— Start Material for this exercise —
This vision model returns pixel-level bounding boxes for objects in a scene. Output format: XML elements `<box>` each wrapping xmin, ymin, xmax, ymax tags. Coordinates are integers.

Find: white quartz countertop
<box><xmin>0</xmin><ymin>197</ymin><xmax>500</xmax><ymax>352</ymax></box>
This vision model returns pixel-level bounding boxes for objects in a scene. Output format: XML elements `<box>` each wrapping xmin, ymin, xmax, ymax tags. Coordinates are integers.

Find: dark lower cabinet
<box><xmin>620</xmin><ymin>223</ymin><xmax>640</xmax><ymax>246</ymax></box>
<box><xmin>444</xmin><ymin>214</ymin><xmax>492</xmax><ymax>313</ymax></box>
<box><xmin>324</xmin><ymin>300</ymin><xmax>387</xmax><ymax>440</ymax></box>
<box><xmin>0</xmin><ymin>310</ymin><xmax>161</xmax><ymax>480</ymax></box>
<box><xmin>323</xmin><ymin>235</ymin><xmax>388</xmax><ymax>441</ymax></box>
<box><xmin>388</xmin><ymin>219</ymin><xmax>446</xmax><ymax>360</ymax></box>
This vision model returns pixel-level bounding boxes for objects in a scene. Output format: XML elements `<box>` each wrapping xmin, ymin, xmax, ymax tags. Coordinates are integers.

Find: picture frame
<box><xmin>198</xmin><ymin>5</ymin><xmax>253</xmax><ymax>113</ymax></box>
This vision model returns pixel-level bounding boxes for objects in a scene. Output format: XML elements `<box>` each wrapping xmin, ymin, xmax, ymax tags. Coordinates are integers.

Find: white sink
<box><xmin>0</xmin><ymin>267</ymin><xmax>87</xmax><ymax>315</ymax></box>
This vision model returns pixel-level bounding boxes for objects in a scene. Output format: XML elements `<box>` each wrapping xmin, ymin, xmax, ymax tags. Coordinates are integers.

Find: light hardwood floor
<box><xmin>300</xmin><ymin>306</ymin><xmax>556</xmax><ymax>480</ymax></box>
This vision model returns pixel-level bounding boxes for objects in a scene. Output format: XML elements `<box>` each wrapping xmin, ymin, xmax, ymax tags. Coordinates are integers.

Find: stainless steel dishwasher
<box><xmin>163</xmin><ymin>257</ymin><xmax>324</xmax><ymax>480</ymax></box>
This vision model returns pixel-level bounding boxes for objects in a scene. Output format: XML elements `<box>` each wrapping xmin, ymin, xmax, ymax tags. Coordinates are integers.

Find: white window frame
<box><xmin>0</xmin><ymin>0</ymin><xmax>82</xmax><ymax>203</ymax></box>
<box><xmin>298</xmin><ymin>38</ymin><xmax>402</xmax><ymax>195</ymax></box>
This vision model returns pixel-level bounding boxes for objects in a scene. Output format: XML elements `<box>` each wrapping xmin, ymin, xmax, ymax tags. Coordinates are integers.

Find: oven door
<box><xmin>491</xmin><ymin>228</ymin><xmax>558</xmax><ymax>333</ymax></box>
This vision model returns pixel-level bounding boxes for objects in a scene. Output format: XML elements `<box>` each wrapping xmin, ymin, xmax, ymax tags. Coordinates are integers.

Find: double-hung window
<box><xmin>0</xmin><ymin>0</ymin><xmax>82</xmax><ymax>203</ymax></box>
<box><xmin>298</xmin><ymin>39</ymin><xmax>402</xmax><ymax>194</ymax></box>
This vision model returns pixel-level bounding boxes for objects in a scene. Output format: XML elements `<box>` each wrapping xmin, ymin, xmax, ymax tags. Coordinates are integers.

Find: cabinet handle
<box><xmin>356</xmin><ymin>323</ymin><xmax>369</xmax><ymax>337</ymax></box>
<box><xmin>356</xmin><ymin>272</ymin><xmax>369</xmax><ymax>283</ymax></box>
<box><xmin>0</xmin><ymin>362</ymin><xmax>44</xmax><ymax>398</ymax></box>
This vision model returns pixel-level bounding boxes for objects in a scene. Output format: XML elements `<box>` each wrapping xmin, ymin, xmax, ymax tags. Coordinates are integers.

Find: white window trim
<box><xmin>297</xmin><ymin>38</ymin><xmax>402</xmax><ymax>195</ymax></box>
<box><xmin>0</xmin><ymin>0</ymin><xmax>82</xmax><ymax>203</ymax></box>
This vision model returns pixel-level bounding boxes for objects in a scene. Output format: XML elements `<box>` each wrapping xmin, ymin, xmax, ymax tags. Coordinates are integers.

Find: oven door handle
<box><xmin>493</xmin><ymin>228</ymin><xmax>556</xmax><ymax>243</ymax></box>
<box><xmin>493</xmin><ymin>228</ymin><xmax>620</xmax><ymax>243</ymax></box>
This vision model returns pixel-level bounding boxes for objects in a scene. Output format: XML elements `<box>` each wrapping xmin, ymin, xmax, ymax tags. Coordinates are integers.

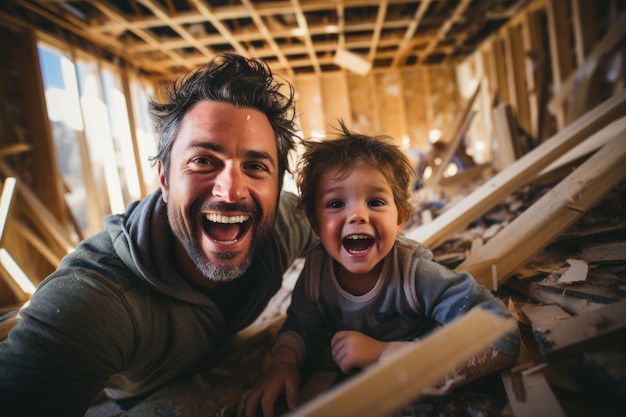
— End Material for this exercise —
__Your instructions__.
Rewrite the listing above with "vision model" changed to "detection model" throughout, leaving everything else unchanged, and leave the pictures out.

__The reply__.
This detection model returns pixel-level bounding boxes for objects in a scene. Output format: XML elements `<box>` each wrapping xmin, ymin, xmax, ymax tags. Coordinates are integers.

Find: white quartz countertop
<box><xmin>0</xmin><ymin>197</ymin><xmax>500</xmax><ymax>352</ymax></box>
This detection model returns pixel-level bounding boxes for objects in a scene. Output format: XML elements `<box>` each wrapping xmin, ymin, xmax, ymax tags. Coordinates are integers.

Find: dark lower cabinet
<box><xmin>620</xmin><ymin>223</ymin><xmax>640</xmax><ymax>246</ymax></box>
<box><xmin>444</xmin><ymin>214</ymin><xmax>492</xmax><ymax>313</ymax></box>
<box><xmin>324</xmin><ymin>300</ymin><xmax>387</xmax><ymax>440</ymax></box>
<box><xmin>0</xmin><ymin>310</ymin><xmax>161</xmax><ymax>480</ymax></box>
<box><xmin>323</xmin><ymin>235</ymin><xmax>388</xmax><ymax>441</ymax></box>
<box><xmin>388</xmin><ymin>219</ymin><xmax>446</xmax><ymax>360</ymax></box>
This detection model returns pixel-level bounding boxes for objects in a scene. Output format: XML elements `<box>` each wrapping xmin, ymin, xmax, ymax tags. Coordinates are integers.

Find: picture frame
<box><xmin>198</xmin><ymin>5</ymin><xmax>253</xmax><ymax>113</ymax></box>
This detection model returns pixel-level bounding boxes for objects in a scene. Output format: XML elements `<box>` each wrapping xmin, ymin, xmax, ymax tags. Coordinates are integers.

Find: white sink
<box><xmin>0</xmin><ymin>267</ymin><xmax>87</xmax><ymax>315</ymax></box>
This detection model returns pixel-level bounding boxes for objects in a scene. Output format: XML elements `<box>` each wrapping xmin, ymin, xmax, ymax tags. Coordinates are integers.

Find: light hardwood floor
<box><xmin>300</xmin><ymin>306</ymin><xmax>556</xmax><ymax>480</ymax></box>
This detection model returns pixel-level bounding boxes for objects in a scene. Output format: XML elements `<box>` each wrapping xmin, ymin, xmax, ymax tags. Coordinates are integers.

Find: stainless steel dishwasher
<box><xmin>163</xmin><ymin>257</ymin><xmax>324</xmax><ymax>480</ymax></box>
This detection model returns pixel-level bounding boxes for objects in a scene. Output format: XML elements `<box>` each wrapping xmin, ymin, xmax, ymax tags. Coordinates are integers.

Find: white window frame
<box><xmin>0</xmin><ymin>0</ymin><xmax>82</xmax><ymax>203</ymax></box>
<box><xmin>298</xmin><ymin>38</ymin><xmax>402</xmax><ymax>195</ymax></box>
This detection model returns pixel-level bounding boxes for objects in a scene. Output format: XML elements `<box>` each wrapping xmin, ymin, xmax, ymax tags. Coordinates are integers.

Find: oven door
<box><xmin>491</xmin><ymin>228</ymin><xmax>558</xmax><ymax>333</ymax></box>
This detection model returns pixel-level bounding boxes for objects in a scene. Output format: XML elements `<box>` each wrapping xmin, ymin, xmax, ymax tags. Coordinates are integers.

Find: double-hung window
<box><xmin>0</xmin><ymin>0</ymin><xmax>82</xmax><ymax>203</ymax></box>
<box><xmin>298</xmin><ymin>39</ymin><xmax>402</xmax><ymax>194</ymax></box>
This detection model returns pixel-level bounding boxes for objects in a scene. Output format: XML elements `<box>` each wrapping xmin, ymin, xmax, ymax tags. Coordinates are integers.

Find: cabinet handle
<box><xmin>356</xmin><ymin>323</ymin><xmax>369</xmax><ymax>337</ymax></box>
<box><xmin>356</xmin><ymin>272</ymin><xmax>369</xmax><ymax>283</ymax></box>
<box><xmin>0</xmin><ymin>362</ymin><xmax>44</xmax><ymax>398</ymax></box>
This detection model returns pixel-level bounding boxes for objects in a scene. Output format: XML elements `<box>` each wrapping xmin, ymin, xmax, ymax tags. Coordinates are integers.

Find: white window trim
<box><xmin>297</xmin><ymin>38</ymin><xmax>402</xmax><ymax>195</ymax></box>
<box><xmin>0</xmin><ymin>0</ymin><xmax>82</xmax><ymax>203</ymax></box>
This detection model returns pixel-level bounding boxes for objects in a scene. Output format: XML elements `<box>` each wrapping xmin, ymin, xmax, ymax tags. Coordinates are integers.

Find: oven door handle
<box><xmin>493</xmin><ymin>228</ymin><xmax>556</xmax><ymax>243</ymax></box>
<box><xmin>493</xmin><ymin>228</ymin><xmax>620</xmax><ymax>243</ymax></box>
This detection model returns pixel-level bounding boxes for objects in a scene. Output format: XML elements `<box>` each wrapping xmin, ymin, xmax, ymax tags. Coordinates are integers.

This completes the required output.